Het hof heeft acht geslagen op straffen die in soortgelijke gevallen plegen te worden opgelegd. Daarbij zijn de oriëntatiepunten van het Landelijk Overleg Vakinhoud Strafrecht (LOVS) ten aanzien van diefstal in aanmerking genomen. Daarin wordt bij een diefstal in georganiseerd verband en met recidive een onvoorwaardelijke gevangenisstraf voor de duur van 3 maanden als uitgangspunt genomen. Gelet op de omstandigheid dat de verdachte zich aan meerdere diefstallen schuldig heeft gemaakt, alsmede aan het witwassen van weggenomen goederen, en bovendien aan uitkeringsfraude, acht het hof in beginsel een gevangenisstraf voor de duur van negen maanden, waarvan drie maanden voorwaardelijk om de verdachte ervan te weerhouden zich opnieuw met soortgelijke feiten in te laten, passend en geboden.
Bij de bepaling van de straf dient rekening te worden gehouden met het recht op berechting binnen een redelijke termijn zoals bedoeld in artikel 6, eerste lid, van het Europees Verdrag tot bescherming van de rechten van de mens en de fundamentele vrijheden (EVRM).

○ ○ ○

**Opdrachten**:
1 > Noteer letterlijk het deel van de tekst over de strafbepaling dat opent met de woorden waarin "Het hof heeft" staat en sluit met "passend en geboden.".
2 > Hervat de tekst over de strafbepaling en schrijf verder na de laatste zin.

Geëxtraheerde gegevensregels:
○ ○ ○

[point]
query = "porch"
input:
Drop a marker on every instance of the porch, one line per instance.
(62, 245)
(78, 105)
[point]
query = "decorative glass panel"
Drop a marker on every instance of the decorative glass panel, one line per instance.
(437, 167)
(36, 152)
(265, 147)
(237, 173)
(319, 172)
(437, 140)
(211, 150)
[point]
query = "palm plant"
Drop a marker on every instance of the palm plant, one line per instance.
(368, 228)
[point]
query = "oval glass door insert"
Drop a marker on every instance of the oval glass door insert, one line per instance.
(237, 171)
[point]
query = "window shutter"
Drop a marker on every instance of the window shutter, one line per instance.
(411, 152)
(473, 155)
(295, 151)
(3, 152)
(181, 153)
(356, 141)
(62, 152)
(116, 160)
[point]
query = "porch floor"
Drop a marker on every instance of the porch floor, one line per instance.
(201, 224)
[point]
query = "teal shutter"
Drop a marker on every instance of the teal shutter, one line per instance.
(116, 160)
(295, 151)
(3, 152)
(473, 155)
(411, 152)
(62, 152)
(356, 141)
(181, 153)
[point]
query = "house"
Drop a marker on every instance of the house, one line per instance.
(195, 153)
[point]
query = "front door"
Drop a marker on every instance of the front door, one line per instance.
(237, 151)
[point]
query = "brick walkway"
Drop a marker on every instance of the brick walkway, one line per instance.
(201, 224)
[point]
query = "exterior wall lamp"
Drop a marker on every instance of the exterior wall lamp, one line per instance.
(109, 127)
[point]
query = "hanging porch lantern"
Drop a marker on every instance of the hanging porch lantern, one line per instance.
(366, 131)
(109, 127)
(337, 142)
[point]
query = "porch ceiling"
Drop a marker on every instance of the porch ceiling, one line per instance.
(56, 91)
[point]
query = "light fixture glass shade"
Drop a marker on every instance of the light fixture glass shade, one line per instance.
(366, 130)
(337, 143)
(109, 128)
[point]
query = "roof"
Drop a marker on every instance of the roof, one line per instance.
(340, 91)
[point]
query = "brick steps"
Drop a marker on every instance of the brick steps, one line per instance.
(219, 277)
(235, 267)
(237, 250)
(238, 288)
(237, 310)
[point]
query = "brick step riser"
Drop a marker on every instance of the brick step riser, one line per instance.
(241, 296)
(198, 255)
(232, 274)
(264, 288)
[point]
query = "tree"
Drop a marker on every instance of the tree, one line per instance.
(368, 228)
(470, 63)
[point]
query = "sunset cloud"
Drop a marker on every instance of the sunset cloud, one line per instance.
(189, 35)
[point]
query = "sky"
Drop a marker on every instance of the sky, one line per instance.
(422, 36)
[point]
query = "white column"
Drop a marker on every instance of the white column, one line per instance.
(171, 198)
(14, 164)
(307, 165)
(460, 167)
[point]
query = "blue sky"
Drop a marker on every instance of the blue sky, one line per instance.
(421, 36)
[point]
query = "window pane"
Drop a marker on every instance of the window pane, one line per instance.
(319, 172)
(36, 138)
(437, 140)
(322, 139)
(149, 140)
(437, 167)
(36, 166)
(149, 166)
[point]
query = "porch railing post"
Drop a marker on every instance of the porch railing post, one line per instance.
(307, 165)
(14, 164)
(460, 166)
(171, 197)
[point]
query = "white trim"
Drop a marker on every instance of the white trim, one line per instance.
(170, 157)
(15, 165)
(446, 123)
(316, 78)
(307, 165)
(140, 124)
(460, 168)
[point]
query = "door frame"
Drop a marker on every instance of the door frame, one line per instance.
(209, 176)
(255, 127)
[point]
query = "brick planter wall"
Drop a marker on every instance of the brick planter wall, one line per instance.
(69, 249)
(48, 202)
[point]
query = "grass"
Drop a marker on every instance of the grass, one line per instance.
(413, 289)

○ ○ ○

**Jouw antwoorden**:
1 >
Het hof heeft acht geslagen op straffen die in soortgelijke gevallen plegen te worden opgelegd. Daarbij zijn de oriëntatiepunten van het Landelijk Overleg Vakinhoud Strafrecht (LOVS) ten aanzien van diefstal in aanmerking genomen. Daarin wordt bij een diefstal in georganiseerd verband en met recidive een onvoorwaardelijke gevangenisstraf voor de duur van 3 maanden als uitgangspunt genomen. Gelet op de omstandigheid dat de verdachte zich aan meerdere diefstallen schuldig heeft gemaakt, alsmede aan het witwassen van weggenomen goederen, en bovendien aan uitkeringsfraude, acht het hof in beginsel een gevangenisstraf voor de duur van negen maanden, waarvan drie maanden voorwaardelijk om de verdachte ervan te weerhouden zich opnieuw met soortgelijke feiten in te laten, passend en geboden.

2 >
Op 5 november 2018 is namens de verdachte hoger beroep ingesteld. Het hof spreekt op 20 november 2023 dit arrest uit. Uitgaande van een redelijke termijn van twee jaren per instantie is de redelijke termijn in hoger beroep met ruim drie jaren overschreden. Gezien de forse overschrijding van de redelijke termijn zal het hof het voorwaardelijk deel van de gevangenisstraf met drie maanden vergroten. Het hof acht, alles afwegende, een onvoorwaardelijke gevangenisstraf voor de duur van negen maanden, waarvan zes maanden passend en geboden.

Toepasselijke wettelijke voorschriften

De op te leggen straf is gegrond op de artikelen 14a, 14b, 14c, 57, 63, 227b, 310, 311 en 420bis van het Wetboek van Strafrecht.

BESLISSING

Het hof:
Verklaart de verdachte niet-ontvankelijk ten aanzien van de in de zaak met parketnummer 13-665627-16 cumulatief/alternatief ten laste gelegde diefstal in vereniging van 25 stuks elektrisch gereedschap van het merk Bosch en/of Makita uit de [winkel01] te Lelystad op 8 januari 2017.
Vernietigt het vonnis waarvan beroep voor zover in hoger beroep aan de orde en doet opnieuw recht:
Verklaart zoals hiervoor overwogen bewezen dat de verdachte het in de zaak met parketnummer 13-665627-16 onder 1 en 2 en in de zaak met parketnummer 13-732016-17 tenlastegelegde heeft begaan.
Verklaart niet bewezen hetgeen de verdachte meer of anders is tenlastegelegd dan hierboven is bewezenverklaard en spreekt de verdachte daarvan vrij.
Verklaart het in de zaak met parketnummer 13-665627-16 onder 1 en 2 en in de zaak met parketnummer 13-732016-17 bewezenverklaarde strafbaar, kwalificeert dit als hiervoor vermeld en verklaart de verdachte strafbaar.
Veroordeelt de verdachte tot een
gevangenisstrafvoor de duur van
9 (negen) maanden.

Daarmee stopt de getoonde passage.